— start of PROVIDED PASSAGE —

GNP per capita USA and as comparison the Netherlands.
"But I will not let myself be reduced to silence."
Thanks for the link, Oui.
J
Services are consumption, not production. GDP is a deeply flawed measure of wealth creation. If we all buy $100,000 life insurance policies it adds trillions to GDP but are we wealthier? Especially, if we borrow the money from the Mid-east or China to buy the policies?
How about some new voyages of exploration. Capture the imagination of the nations youth. A non-military space race to have a healthy outlet for nationalism. I was never so proud of my nation then when we landed on the moon. All the techs in mission control were waving little American flags. Its a high that has stayed with me throughout my life. There were chills running up and down my 9 year old spine.
Lockheed Martin the biggest arms dealer in the world is also designing the shuttles successor. We could side track some of the M.I.C. with contracts on the race back to the moon.
I’m just not sure there will be money left for anything. I read Zandar1 and idredit and I wonder how we will weather the coming storm. Taking care of the people is first priority but taking care of the human spirit is vital to the sustained health of a population.

— end of PROVIDED PASSAGE —
— start of PROVIDED INFORMATION —

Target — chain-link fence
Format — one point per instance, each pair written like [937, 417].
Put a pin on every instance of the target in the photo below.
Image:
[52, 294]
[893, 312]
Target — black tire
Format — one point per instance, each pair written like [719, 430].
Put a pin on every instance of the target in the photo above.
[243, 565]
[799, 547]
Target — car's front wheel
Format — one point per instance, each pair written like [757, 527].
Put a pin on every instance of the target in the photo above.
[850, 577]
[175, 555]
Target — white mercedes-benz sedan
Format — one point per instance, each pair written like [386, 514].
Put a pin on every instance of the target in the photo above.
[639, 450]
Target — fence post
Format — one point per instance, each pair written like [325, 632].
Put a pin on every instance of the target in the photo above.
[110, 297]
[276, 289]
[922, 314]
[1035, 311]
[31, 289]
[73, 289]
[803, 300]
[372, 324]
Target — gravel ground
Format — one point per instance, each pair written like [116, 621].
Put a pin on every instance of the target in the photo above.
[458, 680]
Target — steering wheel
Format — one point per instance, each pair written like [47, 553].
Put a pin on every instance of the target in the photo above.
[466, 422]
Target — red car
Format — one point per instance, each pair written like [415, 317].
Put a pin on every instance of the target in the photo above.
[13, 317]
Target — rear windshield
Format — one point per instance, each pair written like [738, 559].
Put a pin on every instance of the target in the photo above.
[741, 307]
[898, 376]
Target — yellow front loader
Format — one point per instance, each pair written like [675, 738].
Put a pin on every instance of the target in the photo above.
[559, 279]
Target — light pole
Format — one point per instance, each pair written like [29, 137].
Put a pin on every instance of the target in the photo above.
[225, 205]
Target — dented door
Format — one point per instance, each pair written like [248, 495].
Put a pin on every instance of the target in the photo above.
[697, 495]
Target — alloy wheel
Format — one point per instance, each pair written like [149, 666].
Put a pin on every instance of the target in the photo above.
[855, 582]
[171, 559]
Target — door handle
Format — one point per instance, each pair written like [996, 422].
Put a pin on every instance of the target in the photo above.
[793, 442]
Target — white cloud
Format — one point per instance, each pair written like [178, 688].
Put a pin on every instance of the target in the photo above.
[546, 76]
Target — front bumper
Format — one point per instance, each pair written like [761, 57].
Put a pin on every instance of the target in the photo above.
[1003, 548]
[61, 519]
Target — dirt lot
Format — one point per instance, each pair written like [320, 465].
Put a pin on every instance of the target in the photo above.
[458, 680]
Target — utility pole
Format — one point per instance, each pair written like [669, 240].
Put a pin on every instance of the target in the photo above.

— end of PROVIDED INFORMATION —

GIVEN EXERCISE 1:
According to the discussion of GDP and space exploration, why is GDP a poor measure of wealth creation?
GIVEN EXERCISE 2:
Carry on the discussion of GDP and space exploration from the point where it stops.

EXPECTED ANSWER 1:
It counts services, which the writer calls consumption rather than production. If everyone bought $100,000 life insurance policies, GDP would rise by trillions, but people would not be any wealthier. This is especially true if the money were borrowed from the Mid-east or China.

EXPECTED ANSWER 2:
I like that idea a lot.
So do I, but a word of caution. Lockheed-Martin and Northrop-Grumman also make some very crappy postal sorting equipment. The problem with the postal contracts is that equipment is always accepted despite objections from both Operations and Maintenance at the test sites. I suspect the same thing is happening to the Defense contracts. If contractors view government contracts as make-work gravy trains, we’ll have more shuttles blowing up. Hopefully, a new administration will view contractors as suppliers and not buddies. Maybe then, the contractors will view the government as a customer and not as a source of welfare checks.
Thanks Jeff thats a real compliment coming from someone of your wit and wisdom. No lie.